-- BEGIN --

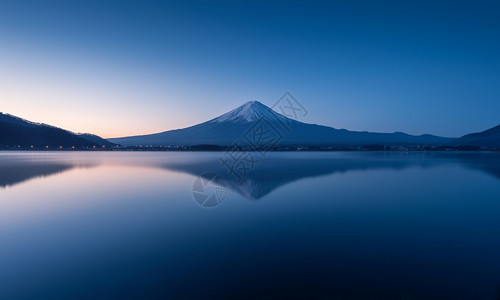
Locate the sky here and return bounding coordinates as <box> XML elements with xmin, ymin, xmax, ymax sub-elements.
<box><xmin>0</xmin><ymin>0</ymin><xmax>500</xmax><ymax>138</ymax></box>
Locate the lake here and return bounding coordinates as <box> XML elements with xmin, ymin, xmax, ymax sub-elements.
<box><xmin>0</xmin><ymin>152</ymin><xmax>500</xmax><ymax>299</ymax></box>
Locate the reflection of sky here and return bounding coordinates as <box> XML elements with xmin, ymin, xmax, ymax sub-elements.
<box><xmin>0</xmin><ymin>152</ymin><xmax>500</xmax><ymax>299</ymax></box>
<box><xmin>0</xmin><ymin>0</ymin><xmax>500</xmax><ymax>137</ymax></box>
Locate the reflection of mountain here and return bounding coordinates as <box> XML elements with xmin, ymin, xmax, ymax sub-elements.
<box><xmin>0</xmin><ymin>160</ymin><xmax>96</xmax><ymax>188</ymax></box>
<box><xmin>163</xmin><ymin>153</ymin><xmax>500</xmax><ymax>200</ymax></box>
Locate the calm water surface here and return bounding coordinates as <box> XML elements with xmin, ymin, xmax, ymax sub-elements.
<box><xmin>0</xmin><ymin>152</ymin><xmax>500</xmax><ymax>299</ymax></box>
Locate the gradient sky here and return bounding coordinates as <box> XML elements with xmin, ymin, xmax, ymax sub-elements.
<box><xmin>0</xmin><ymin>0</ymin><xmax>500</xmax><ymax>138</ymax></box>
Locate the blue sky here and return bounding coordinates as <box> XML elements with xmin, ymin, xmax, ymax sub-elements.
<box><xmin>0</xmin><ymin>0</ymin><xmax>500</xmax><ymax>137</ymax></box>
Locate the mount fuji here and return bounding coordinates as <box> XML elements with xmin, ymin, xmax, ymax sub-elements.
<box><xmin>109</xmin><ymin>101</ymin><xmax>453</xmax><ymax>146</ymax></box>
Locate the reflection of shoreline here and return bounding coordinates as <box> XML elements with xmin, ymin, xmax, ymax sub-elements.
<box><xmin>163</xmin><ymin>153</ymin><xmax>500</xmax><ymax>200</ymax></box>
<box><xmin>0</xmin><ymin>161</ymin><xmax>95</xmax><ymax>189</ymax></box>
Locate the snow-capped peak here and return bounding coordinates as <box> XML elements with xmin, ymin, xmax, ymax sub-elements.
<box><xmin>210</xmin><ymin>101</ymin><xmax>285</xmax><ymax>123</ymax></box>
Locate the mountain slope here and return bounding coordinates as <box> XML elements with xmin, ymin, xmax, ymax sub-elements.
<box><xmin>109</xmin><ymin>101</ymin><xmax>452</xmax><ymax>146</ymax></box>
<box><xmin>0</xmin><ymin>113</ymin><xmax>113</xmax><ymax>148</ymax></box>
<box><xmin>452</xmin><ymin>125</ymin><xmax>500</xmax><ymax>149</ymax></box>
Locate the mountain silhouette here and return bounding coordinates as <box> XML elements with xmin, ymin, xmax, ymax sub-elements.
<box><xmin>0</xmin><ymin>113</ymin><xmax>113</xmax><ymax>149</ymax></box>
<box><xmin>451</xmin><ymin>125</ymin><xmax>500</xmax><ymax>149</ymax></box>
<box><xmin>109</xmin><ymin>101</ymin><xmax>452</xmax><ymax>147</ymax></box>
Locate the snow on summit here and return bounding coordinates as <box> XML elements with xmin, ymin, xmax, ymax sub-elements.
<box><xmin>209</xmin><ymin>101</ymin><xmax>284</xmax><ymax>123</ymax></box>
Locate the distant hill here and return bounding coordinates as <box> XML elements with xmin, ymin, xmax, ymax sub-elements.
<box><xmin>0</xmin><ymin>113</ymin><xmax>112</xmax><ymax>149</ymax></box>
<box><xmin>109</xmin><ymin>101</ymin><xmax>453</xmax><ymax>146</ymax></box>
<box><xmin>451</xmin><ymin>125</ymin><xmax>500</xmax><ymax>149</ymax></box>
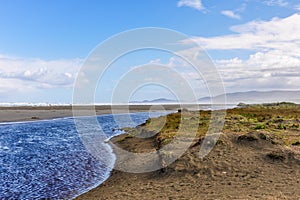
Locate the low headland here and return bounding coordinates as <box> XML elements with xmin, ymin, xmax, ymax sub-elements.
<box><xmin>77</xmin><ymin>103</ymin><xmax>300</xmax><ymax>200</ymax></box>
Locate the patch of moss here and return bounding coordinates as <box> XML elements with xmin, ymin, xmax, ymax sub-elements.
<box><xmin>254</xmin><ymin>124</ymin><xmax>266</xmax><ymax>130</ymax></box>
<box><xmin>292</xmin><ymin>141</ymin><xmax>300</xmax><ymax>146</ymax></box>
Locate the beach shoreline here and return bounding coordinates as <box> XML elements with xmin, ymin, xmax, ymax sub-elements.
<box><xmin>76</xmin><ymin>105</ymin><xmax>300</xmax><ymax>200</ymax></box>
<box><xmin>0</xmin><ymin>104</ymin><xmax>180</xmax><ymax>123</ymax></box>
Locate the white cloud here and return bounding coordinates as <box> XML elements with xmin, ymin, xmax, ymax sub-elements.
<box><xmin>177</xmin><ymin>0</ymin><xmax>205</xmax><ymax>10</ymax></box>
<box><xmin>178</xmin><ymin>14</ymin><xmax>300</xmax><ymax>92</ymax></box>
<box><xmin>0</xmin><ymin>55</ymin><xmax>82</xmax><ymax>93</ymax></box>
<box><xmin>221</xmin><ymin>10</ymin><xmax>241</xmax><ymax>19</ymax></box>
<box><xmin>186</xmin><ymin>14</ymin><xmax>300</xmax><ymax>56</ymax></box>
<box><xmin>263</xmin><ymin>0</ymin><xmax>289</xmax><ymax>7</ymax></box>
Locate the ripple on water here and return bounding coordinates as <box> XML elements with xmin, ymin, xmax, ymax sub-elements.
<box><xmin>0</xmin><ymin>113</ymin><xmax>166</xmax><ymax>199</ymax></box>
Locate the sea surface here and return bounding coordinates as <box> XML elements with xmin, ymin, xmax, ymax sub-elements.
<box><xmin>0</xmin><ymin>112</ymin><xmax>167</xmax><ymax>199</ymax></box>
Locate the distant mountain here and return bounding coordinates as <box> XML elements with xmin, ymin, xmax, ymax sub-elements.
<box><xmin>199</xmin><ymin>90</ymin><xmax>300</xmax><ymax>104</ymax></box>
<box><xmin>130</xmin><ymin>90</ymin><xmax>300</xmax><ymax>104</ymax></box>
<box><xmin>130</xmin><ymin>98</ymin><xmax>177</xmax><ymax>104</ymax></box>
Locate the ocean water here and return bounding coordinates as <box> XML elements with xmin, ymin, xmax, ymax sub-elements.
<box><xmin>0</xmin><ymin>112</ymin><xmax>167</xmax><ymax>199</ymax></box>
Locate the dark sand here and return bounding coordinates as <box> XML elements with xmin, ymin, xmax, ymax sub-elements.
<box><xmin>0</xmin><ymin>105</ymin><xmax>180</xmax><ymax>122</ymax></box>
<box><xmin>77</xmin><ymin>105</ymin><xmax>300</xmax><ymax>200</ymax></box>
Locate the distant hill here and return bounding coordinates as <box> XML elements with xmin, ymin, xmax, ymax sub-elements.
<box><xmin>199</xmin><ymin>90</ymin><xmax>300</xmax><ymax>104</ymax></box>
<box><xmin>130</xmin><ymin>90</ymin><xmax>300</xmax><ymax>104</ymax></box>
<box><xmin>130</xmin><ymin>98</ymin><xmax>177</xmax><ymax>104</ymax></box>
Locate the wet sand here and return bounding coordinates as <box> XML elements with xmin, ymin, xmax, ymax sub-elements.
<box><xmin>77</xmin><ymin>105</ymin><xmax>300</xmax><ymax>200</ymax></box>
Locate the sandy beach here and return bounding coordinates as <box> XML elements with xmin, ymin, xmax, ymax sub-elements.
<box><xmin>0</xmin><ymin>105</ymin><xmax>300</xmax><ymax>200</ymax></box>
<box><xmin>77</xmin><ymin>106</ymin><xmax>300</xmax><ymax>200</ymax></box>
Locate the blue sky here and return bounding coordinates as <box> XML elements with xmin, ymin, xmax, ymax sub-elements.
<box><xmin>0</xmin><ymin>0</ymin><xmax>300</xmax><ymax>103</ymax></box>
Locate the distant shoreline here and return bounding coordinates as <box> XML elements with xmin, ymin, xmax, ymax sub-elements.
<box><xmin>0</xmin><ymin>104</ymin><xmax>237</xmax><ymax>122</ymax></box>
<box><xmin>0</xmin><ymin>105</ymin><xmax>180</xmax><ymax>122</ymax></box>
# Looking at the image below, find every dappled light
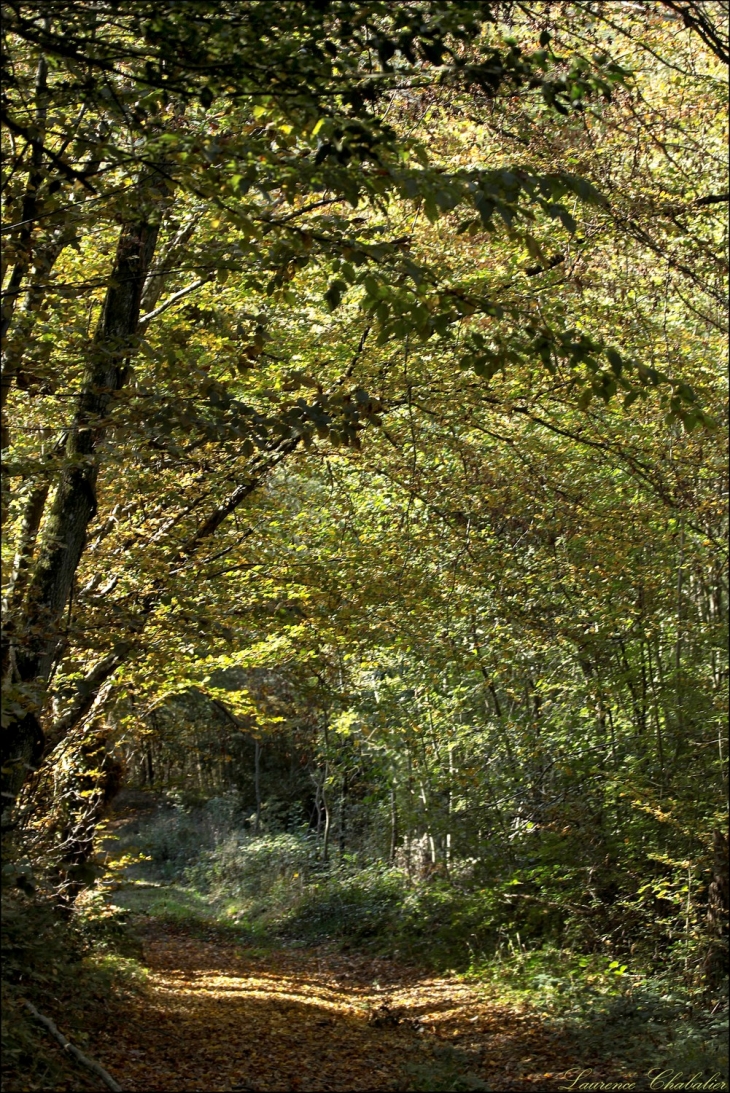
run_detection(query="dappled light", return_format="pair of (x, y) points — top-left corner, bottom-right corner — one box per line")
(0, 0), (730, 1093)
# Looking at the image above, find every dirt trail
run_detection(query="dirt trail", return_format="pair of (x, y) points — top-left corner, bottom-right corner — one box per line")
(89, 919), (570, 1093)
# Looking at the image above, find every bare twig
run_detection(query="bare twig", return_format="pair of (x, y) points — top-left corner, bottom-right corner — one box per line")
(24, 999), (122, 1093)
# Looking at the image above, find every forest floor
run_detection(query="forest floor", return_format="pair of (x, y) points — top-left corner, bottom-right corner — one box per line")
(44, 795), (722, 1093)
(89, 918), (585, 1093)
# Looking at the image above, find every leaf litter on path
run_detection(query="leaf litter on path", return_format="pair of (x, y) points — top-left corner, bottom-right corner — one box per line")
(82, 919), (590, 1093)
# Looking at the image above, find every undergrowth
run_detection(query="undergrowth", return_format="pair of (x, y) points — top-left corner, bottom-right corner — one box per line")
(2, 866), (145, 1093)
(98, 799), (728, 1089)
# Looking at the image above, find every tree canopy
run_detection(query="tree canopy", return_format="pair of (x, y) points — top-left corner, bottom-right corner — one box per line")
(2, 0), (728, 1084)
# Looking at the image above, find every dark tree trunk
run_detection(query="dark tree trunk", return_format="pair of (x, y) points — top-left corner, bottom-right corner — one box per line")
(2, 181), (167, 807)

-- END --
-- BEGIN --

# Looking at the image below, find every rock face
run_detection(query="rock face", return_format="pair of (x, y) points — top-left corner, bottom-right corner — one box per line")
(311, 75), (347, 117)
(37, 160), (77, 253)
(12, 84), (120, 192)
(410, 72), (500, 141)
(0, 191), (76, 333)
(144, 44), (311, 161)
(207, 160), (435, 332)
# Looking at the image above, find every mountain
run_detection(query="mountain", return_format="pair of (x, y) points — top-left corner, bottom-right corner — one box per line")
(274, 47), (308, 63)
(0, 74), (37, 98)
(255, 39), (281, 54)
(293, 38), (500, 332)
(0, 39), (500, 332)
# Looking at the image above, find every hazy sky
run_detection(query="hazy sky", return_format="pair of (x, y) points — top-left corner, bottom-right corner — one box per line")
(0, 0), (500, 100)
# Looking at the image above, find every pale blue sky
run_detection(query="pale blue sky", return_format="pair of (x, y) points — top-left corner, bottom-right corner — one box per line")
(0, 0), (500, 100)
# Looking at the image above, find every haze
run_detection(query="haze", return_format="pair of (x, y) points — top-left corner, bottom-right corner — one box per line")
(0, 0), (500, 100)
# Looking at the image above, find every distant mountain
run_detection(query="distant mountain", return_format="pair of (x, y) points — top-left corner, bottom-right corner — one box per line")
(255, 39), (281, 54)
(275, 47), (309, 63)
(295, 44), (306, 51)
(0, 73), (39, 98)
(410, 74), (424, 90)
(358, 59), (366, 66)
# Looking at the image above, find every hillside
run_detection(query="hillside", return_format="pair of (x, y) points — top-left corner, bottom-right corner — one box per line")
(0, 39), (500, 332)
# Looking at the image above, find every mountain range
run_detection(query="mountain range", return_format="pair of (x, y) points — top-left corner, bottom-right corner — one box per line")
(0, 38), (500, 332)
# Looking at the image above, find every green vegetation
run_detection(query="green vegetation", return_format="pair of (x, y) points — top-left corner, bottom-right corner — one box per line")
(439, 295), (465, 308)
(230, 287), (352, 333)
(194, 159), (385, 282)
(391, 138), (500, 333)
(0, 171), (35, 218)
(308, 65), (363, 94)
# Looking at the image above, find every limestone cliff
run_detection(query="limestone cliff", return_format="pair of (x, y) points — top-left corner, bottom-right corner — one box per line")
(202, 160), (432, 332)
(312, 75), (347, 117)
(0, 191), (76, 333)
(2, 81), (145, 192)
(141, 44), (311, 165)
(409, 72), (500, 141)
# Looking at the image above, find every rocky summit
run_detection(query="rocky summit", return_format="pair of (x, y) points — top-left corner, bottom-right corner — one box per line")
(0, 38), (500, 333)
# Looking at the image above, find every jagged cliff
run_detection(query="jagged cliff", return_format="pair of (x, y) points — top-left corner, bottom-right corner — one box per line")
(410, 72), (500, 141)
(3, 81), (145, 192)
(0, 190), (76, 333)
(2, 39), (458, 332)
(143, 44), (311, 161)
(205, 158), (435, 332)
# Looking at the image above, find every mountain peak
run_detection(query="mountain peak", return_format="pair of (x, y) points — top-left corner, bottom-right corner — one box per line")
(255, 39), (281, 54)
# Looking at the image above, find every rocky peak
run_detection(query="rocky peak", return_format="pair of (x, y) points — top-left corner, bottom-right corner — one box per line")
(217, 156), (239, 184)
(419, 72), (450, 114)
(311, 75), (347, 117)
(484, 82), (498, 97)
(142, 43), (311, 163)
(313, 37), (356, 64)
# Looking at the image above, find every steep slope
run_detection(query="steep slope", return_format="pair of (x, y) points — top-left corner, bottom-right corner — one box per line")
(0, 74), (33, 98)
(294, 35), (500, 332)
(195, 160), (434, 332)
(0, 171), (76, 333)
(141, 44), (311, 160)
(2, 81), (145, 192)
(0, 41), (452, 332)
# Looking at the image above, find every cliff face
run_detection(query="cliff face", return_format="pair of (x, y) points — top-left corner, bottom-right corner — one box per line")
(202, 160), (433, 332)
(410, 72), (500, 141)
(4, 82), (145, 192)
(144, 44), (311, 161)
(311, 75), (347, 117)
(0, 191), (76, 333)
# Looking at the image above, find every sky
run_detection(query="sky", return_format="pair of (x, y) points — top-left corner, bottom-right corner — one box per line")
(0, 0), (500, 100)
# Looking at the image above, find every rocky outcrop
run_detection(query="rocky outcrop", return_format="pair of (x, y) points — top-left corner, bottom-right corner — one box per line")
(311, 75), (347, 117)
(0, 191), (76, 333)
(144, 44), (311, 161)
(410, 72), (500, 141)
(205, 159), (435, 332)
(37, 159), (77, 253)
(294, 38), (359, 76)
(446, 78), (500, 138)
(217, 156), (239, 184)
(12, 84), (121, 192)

-- END --

_TASK INSTRUCTIONS:_ Format the rows starting with the line containing "# Looking at the image above, find every distant" and going on through the line containing "(358, 59), (366, 66)" as a two-column CSV with the headers input and output. Each row takes one CSV line, with each value in a single quoted field and line breaks replaced by spaces.

_OUTPUT FOR THIS EXERCISE:_
input,output
"# Looking at the image above, find every distant mountain run_detection(query=""distant mountain"", return_format=""pair of (x, y) points — top-left corner, bottom-right corner — one box per line"")","(255, 39), (281, 54) (275, 47), (309, 63) (295, 44), (306, 51) (0, 73), (39, 98) (410, 74), (424, 90) (358, 59), (366, 66)"